▶ Instructions to follow
Copy out all of the data below word for word, leaving every line unchanged.

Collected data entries
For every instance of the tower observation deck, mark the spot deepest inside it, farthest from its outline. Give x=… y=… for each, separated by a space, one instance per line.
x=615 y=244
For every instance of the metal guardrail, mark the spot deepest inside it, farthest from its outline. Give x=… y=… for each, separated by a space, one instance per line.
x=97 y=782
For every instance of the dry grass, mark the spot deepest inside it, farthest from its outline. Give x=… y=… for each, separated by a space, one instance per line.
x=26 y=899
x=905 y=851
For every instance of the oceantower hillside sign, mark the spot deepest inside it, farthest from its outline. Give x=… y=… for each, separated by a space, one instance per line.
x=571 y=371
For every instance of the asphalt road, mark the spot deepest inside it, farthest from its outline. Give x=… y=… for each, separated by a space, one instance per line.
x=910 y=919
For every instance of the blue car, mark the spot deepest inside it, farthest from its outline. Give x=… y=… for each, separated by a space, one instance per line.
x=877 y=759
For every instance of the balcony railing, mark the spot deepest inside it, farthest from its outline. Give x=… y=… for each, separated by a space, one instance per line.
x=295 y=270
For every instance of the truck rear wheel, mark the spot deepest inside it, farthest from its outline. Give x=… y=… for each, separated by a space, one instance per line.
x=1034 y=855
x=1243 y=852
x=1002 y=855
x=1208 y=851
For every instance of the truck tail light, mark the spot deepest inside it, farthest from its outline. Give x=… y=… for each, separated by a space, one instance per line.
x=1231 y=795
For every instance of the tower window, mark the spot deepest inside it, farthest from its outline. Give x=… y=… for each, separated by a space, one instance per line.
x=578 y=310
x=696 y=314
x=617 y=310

▶ Complete answer
For every instance of the tower observation deck, mark the spot deepest inside it, farthest from its outline. Give x=… y=… for each, separated by a space, one instance per line.
x=615 y=244
For every instance of the metal guardrail, mark the spot deepest inside it, farthest from its outline. Give x=… y=… for each, separated by a space, one instance per line.
x=97 y=782
For every instance of the dry grass, mark the spot deepest inside it, farthest from its outline. Give x=… y=… for each, separated by a space, one instance per line.
x=26 y=899
x=905 y=851
For every instance of the oceantower hillside sign, mark the spot deepest inside it, farthest from its outline. Give x=… y=… for each, separated by a space, one instance per line.
x=571 y=371
For every instance of the asphalt road, mark the spot deepest inside it, farthest from its outline. Give x=… y=… for each, separated by a space, one instance per line.
x=910 y=919
For every instance of the blue car, mark the spot deepest inside it, farthest from its outline. Give x=… y=… for each, separated by a space, one instance per line.
x=877 y=759
For every instance of the balcony railing, mark the spot deepest inside it, farthest from its outline. Give x=… y=… for each, separated by a space, one instance per line.
x=295 y=270
For every instance of the truck rear wheel, mark the spot deepest inside it, farthest from its outline. Give x=… y=… for each, separated by a space, one instance per line.
x=1034 y=855
x=1243 y=852
x=1002 y=855
x=1208 y=851
For every instance of the truck tail light, mark the spot deepest inside it, farthest from its outline. Give x=… y=… for each, separated by a space, one instance per line.
x=1231 y=795
For every instance of the tower window, mark the spot deepest inside it, farthest from its outline. Give x=… y=… for each, separated by a space, one instance per line.
x=578 y=310
x=696 y=314
x=617 y=310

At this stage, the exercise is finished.